‘Super corals’ offer hope to the world’s dying reefs
Hawaiian “super corals” that have recovered despite living in warm and acidic water offer a glimmer of hope that dying reefs across the world could be saved, a new study says.
The research suggests the gloomiest climate change picture of a world without the kaleidoscope underwater habitats could still be avoided, according to lead author Christopher Jury.
“It’s unfortunately but inevitably true that things are going to get worse for reefs over the next 20-30 years, but that doesn’t mean it’s unstoppable,” said Jury, a postdoctoral researcher. “We can still turn this thing around and end up getting back to better than what we have today within a reasonable time frame.”
Coral reefs cover less than 1 percent of the ocean bed but support around 30 percent of all known marine life.

▶ _Problem 1_:
In the super corals article, condense the paragraph that opens with "The research suggests the gloomiest" into one shorter sentence that keeps its main facts.
▶ _Problem 2_:
Reproduce the part of the super corals article starting with "The research suggests" and going on through "known marine life.".
The entries that come after this point aren't needed.

▶ _Supplied entries_:
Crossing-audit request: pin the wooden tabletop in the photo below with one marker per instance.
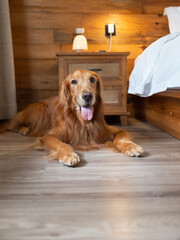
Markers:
(92, 53)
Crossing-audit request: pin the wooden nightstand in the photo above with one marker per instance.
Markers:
(111, 67)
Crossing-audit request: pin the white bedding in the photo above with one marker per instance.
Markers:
(157, 68)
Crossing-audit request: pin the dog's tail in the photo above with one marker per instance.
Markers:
(4, 127)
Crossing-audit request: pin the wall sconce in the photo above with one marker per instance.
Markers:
(80, 42)
(110, 30)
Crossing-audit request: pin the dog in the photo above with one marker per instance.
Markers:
(74, 120)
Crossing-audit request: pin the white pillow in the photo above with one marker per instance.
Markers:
(173, 14)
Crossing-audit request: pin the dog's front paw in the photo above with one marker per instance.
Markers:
(71, 159)
(130, 149)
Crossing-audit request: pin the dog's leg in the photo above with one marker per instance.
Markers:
(61, 151)
(124, 145)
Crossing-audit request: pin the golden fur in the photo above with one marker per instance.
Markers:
(59, 123)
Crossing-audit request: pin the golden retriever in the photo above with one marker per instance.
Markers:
(73, 120)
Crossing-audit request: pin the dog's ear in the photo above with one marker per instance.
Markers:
(99, 87)
(64, 90)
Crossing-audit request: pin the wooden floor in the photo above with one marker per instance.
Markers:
(109, 196)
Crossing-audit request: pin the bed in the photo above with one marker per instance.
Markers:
(156, 79)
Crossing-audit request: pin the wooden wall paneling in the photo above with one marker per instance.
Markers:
(157, 6)
(97, 36)
(36, 51)
(145, 24)
(32, 35)
(134, 50)
(28, 96)
(80, 6)
(45, 20)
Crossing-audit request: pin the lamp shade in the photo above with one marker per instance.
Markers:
(80, 43)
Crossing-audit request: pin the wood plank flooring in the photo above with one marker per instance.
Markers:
(108, 196)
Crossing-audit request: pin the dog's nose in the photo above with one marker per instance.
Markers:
(87, 96)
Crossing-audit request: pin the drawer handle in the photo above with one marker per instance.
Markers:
(95, 69)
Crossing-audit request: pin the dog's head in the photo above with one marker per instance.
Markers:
(82, 90)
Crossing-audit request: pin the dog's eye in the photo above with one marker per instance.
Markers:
(92, 79)
(74, 82)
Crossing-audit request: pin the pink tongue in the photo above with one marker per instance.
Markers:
(87, 112)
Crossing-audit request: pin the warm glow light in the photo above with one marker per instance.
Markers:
(80, 43)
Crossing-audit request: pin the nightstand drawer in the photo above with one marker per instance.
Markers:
(104, 70)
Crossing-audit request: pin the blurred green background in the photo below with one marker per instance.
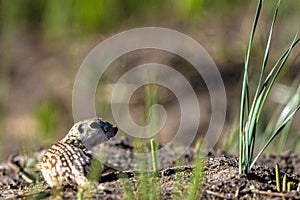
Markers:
(44, 42)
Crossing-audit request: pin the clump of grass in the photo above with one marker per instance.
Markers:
(250, 112)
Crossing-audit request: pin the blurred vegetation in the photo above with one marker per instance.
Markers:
(43, 43)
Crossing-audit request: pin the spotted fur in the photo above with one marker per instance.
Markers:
(68, 161)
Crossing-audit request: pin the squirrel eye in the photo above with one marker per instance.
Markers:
(80, 129)
(95, 125)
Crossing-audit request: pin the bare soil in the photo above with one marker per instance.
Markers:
(20, 178)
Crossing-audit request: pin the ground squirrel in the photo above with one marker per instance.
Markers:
(67, 162)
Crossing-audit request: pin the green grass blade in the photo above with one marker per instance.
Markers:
(276, 132)
(267, 51)
(244, 107)
(285, 56)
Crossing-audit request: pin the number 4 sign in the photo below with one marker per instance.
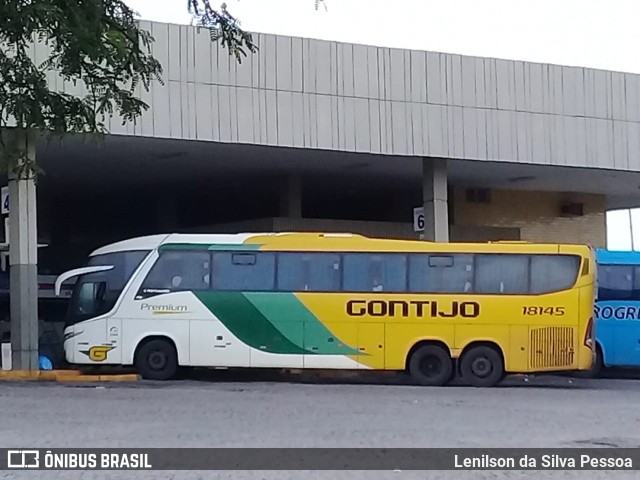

▶ _Task output 1_:
According to lead author Christopher Jury, the research indicates that the worst climate change outcome, a world without colorful reef habitats, may still be avoidable.

▶ _Task output 2_:
The research suggests the gloomiest climate change picture of a world without the kaleidoscope underwater habitats could still be avoided, according to lead author Christopher Jury.
“It’s unfortunately but inevitably true that things are going to get worse for reefs over the next 20-30 years, but that doesn’t mean it’s unstoppable,” said Jury, a postdoctoral researcher. “We can still turn this thing around and end up getting back to better than what we have today within a reasonable time frame.”
Coral reefs cover less than 1 percent of the ocean bed but support around 30 percent of all known marine life.